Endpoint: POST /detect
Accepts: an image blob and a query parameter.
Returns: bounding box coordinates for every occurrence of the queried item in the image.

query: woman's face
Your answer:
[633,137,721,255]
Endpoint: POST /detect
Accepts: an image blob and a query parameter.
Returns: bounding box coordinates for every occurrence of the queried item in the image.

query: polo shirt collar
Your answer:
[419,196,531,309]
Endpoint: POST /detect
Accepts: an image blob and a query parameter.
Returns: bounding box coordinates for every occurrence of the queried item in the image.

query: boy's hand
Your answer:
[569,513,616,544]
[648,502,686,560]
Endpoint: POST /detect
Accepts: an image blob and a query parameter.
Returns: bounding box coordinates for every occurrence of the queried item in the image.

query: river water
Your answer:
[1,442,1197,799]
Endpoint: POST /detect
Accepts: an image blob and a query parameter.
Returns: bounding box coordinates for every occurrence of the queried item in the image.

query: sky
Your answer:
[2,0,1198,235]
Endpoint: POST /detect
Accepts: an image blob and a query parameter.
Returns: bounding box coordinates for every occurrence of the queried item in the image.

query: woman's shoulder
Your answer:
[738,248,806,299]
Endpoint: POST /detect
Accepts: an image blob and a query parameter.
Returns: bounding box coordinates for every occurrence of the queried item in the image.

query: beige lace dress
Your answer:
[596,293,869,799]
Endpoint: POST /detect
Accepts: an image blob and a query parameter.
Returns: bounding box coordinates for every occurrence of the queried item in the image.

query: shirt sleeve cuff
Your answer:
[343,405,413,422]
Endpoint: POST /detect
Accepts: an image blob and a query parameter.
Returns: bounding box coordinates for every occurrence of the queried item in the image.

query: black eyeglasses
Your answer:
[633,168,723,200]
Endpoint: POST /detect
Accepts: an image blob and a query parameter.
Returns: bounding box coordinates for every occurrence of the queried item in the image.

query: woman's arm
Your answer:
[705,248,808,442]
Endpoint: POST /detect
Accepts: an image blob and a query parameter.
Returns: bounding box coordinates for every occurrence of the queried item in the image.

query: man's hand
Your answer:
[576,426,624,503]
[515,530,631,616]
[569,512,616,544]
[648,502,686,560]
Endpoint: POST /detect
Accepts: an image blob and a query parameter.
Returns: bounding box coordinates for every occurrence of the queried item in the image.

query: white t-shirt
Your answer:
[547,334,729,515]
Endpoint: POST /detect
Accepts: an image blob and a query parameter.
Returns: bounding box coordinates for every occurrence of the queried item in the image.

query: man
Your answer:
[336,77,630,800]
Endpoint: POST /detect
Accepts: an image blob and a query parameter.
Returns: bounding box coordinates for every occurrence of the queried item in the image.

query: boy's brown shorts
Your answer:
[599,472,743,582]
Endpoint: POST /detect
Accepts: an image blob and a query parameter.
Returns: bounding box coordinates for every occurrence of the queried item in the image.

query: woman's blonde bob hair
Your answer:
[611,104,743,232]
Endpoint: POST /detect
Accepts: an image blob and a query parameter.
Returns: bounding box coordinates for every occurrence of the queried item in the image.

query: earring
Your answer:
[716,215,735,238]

• **Task description**: All of the material must be written out again exactly.

• **Result below**:
Endpoint: POST /detect
Accepts: an image blob and a query parameter.
Returns: bounding box coordinates for every occurrence of the queried item in the image.

query: woman's face
Your answer:
[633,137,721,255]
Endpoint: POST /detect
Accepts: an image blob and a query parameter.
Returns: bounding box coordinates for every occurrence of the queried item in the image.

query: polo shirt collar
Your answer:
[419,196,531,309]
Endpoint: POST /detect
Accepts: an image blob and a query parameter.
Returns: bounding box coordinates for every occurrence of the queried item in the image.

query: boy's hand
Your answer:
[569,513,616,544]
[648,502,686,560]
Endpoint: POST /detect
Accepts: an image blob and a query parameter.
Returns: bounding box coordinates for every occurrence of the queried item in the image.

query: river water
Your answer:
[1,442,1197,799]
Endpoint: POST /detect
Accepts: an image blob and a query parameter.
Returns: bounding box coordinates for every occurrence of the queried item in the image.

query: sky
Your answer:
[2,0,1198,235]
Endpoint: POST /detect
Accepts: an image blob and a query parameter.
Returns: bounding box coordinates for every occurrence of the queried item in the image.

query: woman's shoulder
Your answer:
[738,248,806,299]
Endpoint: POST /detect
Accepts: an image blob and a query parameter.
Returns: bounding box coordinates for every occurrence of the queried item in the image.

query: beige lace dress
Your answer:
[596,293,869,799]
Endpoint: POST /detect
Accepts: an image blob and a query parameter.
Returns: bounding box coordinates for every occurrence of the queried item in the image.

query: shirt sleeve cuff
Your answer:
[343,405,413,422]
Endpoint: POST /detect
Accepts: an image blob and a query parameter.
Returns: bounding box coordinates for every occurrence of the queried item in the image.

query: black eyeglasses
Your answer:
[633,168,723,200]
Endpoint: POST /detect
Accepts: an image blob and a query parameter.
Returns: bounding box coordinates for every occurrence of the queried item in the image.

query: woman's arm
Your answer:
[705,248,808,442]
Endpoint: POST /detect
Accepts: an image blob and a query parameter.
Returns: bounding box coordinates for every occurrence of the queried item in the image.

query: man's hand
Your answer:
[576,426,624,503]
[515,530,631,616]
[569,512,616,544]
[648,502,686,560]
Endpoint: POST /detect
Accepts: an image blob and a query parameter.
Returns: bounding box coordinates for every occurrence of the queried item in the image.

query: white t-shirt
Your answer:
[547,334,729,515]
Endpoint: POST /detect
Accepts: an image blob and a query parameter.
Returns: bounding box coordinates for every occurrence of the queried item in the image.

query: man
Your answer:
[336,77,630,800]
Endpoint: POST /detect
Accepts: an image blob and a query parameter.
Returns: bounding box coordinates for every occurrence of the queried item in the image.

query: boy's brown shorts
Your answer:
[599,472,743,582]
Endpoint: POST /detect
Accepts: an image blob and a query parameter.
Returns: bounding box coordinates for every occurrence of the queried item in the image.

query: woman's blonde bob hair
Your answer:
[611,104,743,232]
Endpoint: POST /detect
Accepts: an image blob and a query parameter.
Returns: bounding box coordinates for every occurrence of the queried item in the image.

query: earring
Your answer:
[716,215,735,238]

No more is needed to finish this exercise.